DATA SECTION -

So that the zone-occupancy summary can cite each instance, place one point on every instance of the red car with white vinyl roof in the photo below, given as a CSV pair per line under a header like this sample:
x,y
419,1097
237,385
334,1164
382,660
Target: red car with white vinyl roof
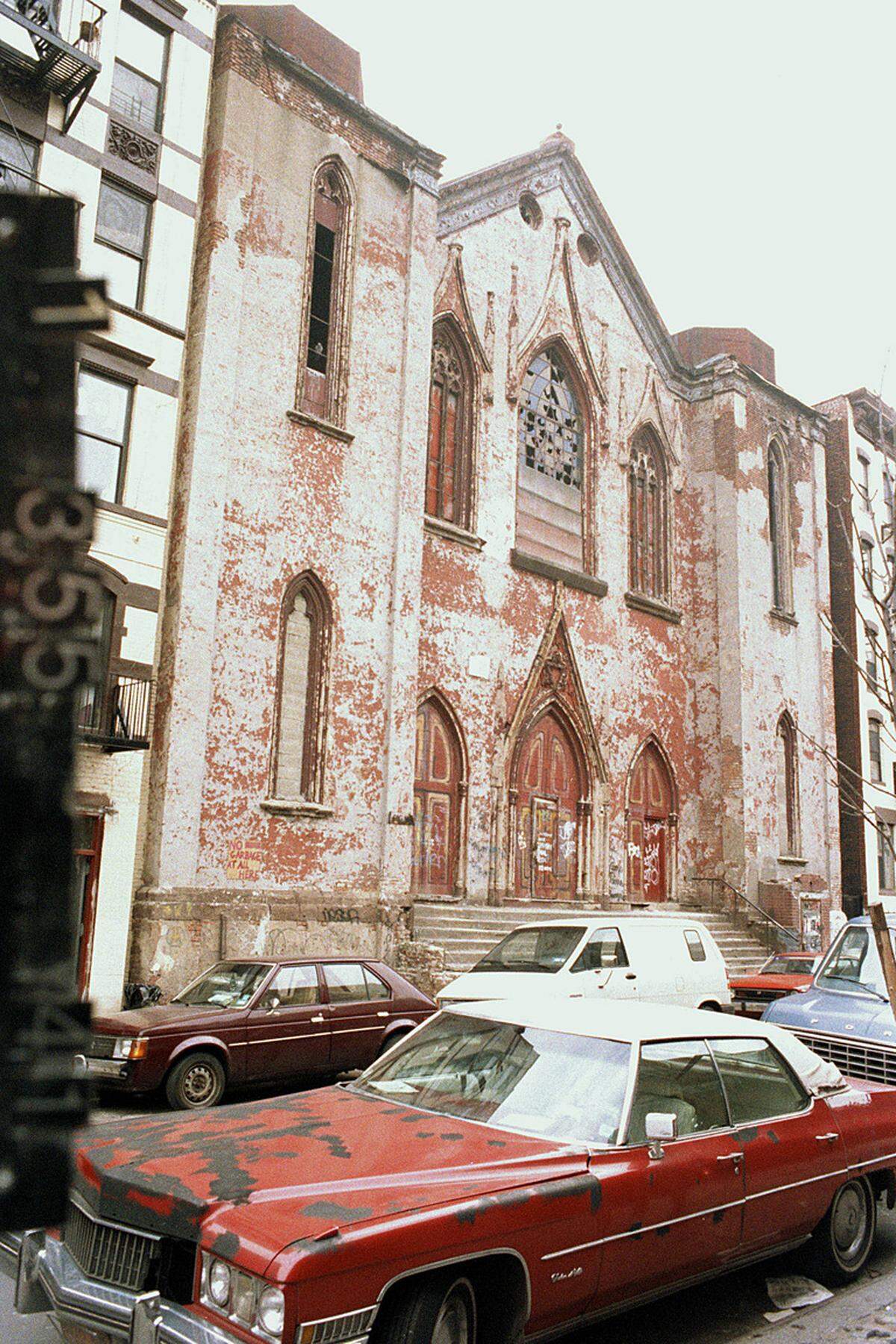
x,y
505,1171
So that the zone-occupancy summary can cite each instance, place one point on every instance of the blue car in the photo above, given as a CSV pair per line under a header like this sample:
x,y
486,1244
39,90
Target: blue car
x,y
845,1015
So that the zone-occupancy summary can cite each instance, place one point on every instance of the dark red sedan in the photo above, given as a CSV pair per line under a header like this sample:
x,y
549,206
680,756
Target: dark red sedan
x,y
257,1021
783,974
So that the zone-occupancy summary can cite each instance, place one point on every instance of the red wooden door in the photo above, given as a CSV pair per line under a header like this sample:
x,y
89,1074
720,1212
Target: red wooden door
x,y
548,791
437,801
648,828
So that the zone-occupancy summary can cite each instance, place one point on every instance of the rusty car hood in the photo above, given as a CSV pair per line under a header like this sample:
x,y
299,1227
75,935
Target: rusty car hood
x,y
163,1018
267,1174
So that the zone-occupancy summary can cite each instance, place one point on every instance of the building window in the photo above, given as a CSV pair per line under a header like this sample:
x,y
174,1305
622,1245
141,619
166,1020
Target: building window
x,y
648,517
122,233
301,709
886,840
874,750
867,553
139,73
788,786
327,305
864,483
18,161
104,428
551,453
871,655
449,465
780,529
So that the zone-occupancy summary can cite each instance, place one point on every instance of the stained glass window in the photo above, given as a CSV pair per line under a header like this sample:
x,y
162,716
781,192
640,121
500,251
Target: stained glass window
x,y
550,421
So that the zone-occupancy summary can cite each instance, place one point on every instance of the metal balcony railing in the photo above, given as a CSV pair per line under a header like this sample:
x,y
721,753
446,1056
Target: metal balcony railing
x,y
60,62
116,715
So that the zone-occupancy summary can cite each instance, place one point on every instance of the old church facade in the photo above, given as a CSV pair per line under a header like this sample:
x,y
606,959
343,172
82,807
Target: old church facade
x,y
481,585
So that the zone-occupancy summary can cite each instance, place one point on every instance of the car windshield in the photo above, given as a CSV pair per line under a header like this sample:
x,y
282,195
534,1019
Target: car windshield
x,y
543,949
785,965
853,962
230,984
551,1083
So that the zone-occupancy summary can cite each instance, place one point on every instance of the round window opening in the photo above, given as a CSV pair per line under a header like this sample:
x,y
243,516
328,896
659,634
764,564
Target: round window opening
x,y
588,250
531,210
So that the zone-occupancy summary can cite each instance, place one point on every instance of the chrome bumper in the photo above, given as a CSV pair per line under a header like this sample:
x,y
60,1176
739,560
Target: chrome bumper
x,y
47,1280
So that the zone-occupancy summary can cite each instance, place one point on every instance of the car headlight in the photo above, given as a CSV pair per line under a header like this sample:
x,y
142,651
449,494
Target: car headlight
x,y
243,1297
220,1283
272,1312
129,1048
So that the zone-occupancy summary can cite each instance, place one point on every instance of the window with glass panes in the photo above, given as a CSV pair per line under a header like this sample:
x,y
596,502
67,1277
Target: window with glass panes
x,y
139,73
104,425
874,750
122,231
18,161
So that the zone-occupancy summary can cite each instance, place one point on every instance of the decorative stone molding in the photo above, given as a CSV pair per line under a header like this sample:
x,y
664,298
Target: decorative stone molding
x,y
134,148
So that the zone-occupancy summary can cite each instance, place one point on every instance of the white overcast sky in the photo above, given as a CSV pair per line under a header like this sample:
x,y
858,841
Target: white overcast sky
x,y
744,152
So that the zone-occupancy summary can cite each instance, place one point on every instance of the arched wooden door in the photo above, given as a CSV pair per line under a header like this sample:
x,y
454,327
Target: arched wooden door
x,y
437,801
649,828
548,788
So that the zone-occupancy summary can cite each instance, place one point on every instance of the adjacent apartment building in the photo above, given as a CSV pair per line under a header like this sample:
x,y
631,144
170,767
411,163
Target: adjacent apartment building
x,y
481,586
107,102
862,475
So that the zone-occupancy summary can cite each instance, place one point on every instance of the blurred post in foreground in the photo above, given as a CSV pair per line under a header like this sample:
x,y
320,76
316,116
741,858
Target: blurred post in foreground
x,y
47,636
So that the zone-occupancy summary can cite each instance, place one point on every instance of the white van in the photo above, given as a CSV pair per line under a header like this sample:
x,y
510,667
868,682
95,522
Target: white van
x,y
657,959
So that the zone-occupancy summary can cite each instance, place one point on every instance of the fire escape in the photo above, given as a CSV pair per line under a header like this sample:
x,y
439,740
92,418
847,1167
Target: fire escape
x,y
50,60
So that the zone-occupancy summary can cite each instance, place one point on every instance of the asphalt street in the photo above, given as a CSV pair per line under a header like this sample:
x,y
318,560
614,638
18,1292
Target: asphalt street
x,y
726,1310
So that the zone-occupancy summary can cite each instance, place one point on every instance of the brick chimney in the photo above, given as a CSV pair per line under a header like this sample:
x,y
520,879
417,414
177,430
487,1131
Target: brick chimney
x,y
314,45
700,343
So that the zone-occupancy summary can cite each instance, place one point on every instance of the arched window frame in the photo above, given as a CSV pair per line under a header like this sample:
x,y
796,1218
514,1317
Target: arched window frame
x,y
790,833
780,529
649,517
578,388
308,588
457,511
323,396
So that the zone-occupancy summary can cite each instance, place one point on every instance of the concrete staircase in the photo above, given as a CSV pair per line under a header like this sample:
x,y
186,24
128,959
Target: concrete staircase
x,y
467,932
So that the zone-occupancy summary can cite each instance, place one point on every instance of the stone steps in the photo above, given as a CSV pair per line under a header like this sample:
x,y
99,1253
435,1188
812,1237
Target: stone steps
x,y
467,932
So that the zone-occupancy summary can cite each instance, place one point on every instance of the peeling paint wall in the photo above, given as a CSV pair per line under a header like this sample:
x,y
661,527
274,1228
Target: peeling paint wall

YOUR GOAL -
Send back the data above word for word, with the pictures left out.

RIGHT ANSWER -
So that the zone-occupancy summary can cite each instance, place one point on every instance of the red car with white vinyl roof in the photo below, given as a CSV pair per line under a header like this sample:
x,y
419,1097
237,385
334,1164
382,660
Target: red car with white vinyl roof
x,y
505,1171
So that the zone-occupancy summary can cite each instance, place one point on every instance of the blue car in the photo above, given as a CSV pair per line under a header like this sample:
x,y
486,1244
39,90
Target: blue car
x,y
845,1015
So that the zone-occupancy summary can cite each instance, place one point on every instance of the dark red sedan in the photo above, given as a CSV pair per line under a header like this sample:
x,y
549,206
680,756
Target: dark red sedan
x,y
257,1021
783,974
So that the zone-occupancy summary can cite each instance, place one point on every instance of the red wooden door in the photo above, given as a CSV pair per line under a header like this sample:
x,y
89,1074
720,1212
Target: red wooden door
x,y
548,791
437,801
648,828
So that the zone-occupancy summary can cite each instance, place one point on every instance of the rusty car hood in the photo above, given as a CSV pair per line under a header like this sample:
x,y
299,1227
75,935
Target: rusty car hood
x,y
163,1018
267,1174
So that the zone-occupancy summary can cite each instance, place one point on every instance of the building window in the photo above, given as a CSV pair per line under a header like this sample:
x,y
174,1305
622,1245
141,619
166,1020
Target: building window
x,y
648,517
122,233
301,709
886,840
874,750
867,553
139,73
788,786
327,305
864,483
18,161
104,428
551,453
871,655
449,465
780,529
So that the zone-occupancy summary can cite each instance, place one point on every instance of the stained glass window in the photo above, given as a CSV pair per line under a header like this sample:
x,y
162,716
781,192
640,121
500,251
Target: stained glass window
x,y
550,421
So that the zone-occupancy summary can cite each instance, place one point on every instance of the metal balcony railing in the photo above, given as a CSV pair per line under a header like this sample:
x,y
721,753
446,1056
Target: metal balcony railing
x,y
60,62
116,715
So that the zone-occupancy summary can cite each instance, place one point on every instance of the old church facade in the photo above, given as a CSV pair per line under a header like this sample:
x,y
606,959
343,172
82,807
Target: old church facade
x,y
481,585
So that the zone-occupancy summary can cite each instance, place one point on every instance of the car windshield in the photo above, given as a CSV pair per line under a header like this sample:
x,y
282,195
534,1019
Target: car windshield
x,y
543,949
785,965
853,962
230,984
551,1083
So that the zone-occupancy summary can cite each instance, place one point on every instance of the round window opening in the photo above, given as a CSV pair per line under a header like this sample:
x,y
243,516
328,896
659,634
764,564
Target: round window opening
x,y
588,250
531,210
So that the zone-occupancy summary can cite each instance, place one point on every instance of the chrome bumper in the photo above, given as a CSV pair per line under a header like this sample:
x,y
60,1176
739,560
Target: chrome bumper
x,y
47,1280
So that the zone-occupancy summary can cite each instance, place one point on every instance of the car headlight in the photo above, given as a CSV pair per line under a header like this sample:
x,y
142,651
449,494
Target: car headlight
x,y
243,1297
220,1283
272,1312
129,1048
So that the zone-occupancy summary can cite each instance, place one point on every instance of the window with glass panes in the photo above, given as a CSV pair per line under a header like this sample:
x,y
596,502
67,1277
Target: window with glass panes
x,y
139,73
104,425
874,750
122,231
18,161
So that the zone-occupancy summary can cite each instance, place one point on every instance of the decorative stone molding in the photo above, given as a CSV pair per line under a header like this sample:
x,y
664,298
Target: decorative stone molding
x,y
134,148
So that the zone-occupancy summary can cite each instance, place one point on every instance of the white overcast sky in the photo above, given as a CSV pair per line under a header like this sample:
x,y
858,841
Target: white overcast sky
x,y
744,152
So that the zone-occupancy summary can cite each instance, place one point on every instance of the arched wooden door in the photo above, given as a CSV pair per line under a header like this sample:
x,y
454,327
Target: arched wooden door
x,y
437,801
649,828
548,788
So that the zone-occupancy summary can cite each instance, place one point on every instance of the adjacent apartment building in the photo above, given as a CSV pair per line under a header like this sample:
x,y
631,144
170,767
411,163
Target: adjacent apartment building
x,y
481,586
107,102
862,475
So that the zone-occupancy summary can cite each instance, place one point on every instance of the blurred post in foreground in the photo above, given as a CSV pair per line under a header like this sample:
x,y
320,76
316,116
741,858
Target: blurred post in foreground
x,y
47,636
So that the zone-occupancy summary can cite each instance, place one point on every instance of the white van in the photo above, given as a CSV pair per line under a header like this sample:
x,y
510,667
868,682
95,522
Target: white van
x,y
657,959
So that the zone-occupancy summary can cite each instance, place one point on every instance of the fire escape in the photo above, given as a CSV pair per line under a header like this sample:
x,y
439,740
92,418
847,1167
Target: fire escape
x,y
50,60
So that the zone-occupancy summary can cite each instance, place one point on every instance of the asphalt street in the photo above, given as a CSV pair per line under a header like this sample:
x,y
318,560
614,638
18,1292
Target: asphalt street
x,y
726,1310
So that the zone-occupancy summary can cite each instance, place one point on every instance of the brick chimney in the photo above, given as a CSV pair per line under a header like this sample:
x,y
520,879
417,414
177,430
487,1131
Target: brick chimney
x,y
314,45
700,343
So that the zone-occupancy summary can cite each instance, place one point on every instance of the arched window frame in the photo above, given as a CSV pair per line under a header like this sample:
x,y
796,1218
514,1317
Target: arched window frame
x,y
790,833
780,529
649,517
578,388
308,588
457,511
323,396
So that the zone-occupancy summary can cite each instance, place one point on every instance of the concrete staircase in the photo above, given as a CSV pair per line under a header like this sample:
x,y
186,24
128,959
Target: concrete staircase
x,y
467,932
So that the zone-occupancy summary can cite each instance, place one point on every instance of the stone steps in the photo above, given as a CSV pair per line under a header like this sample:
x,y
99,1253
435,1188
812,1237
Target: stone steps
x,y
467,932
So that the zone-occupancy summary can cite each instance, place one point on every instance of the peeling paint wall in the photo above, given as a CSV pair per line under a header like this sample:
x,y
661,527
274,1228
Target: peeling paint wall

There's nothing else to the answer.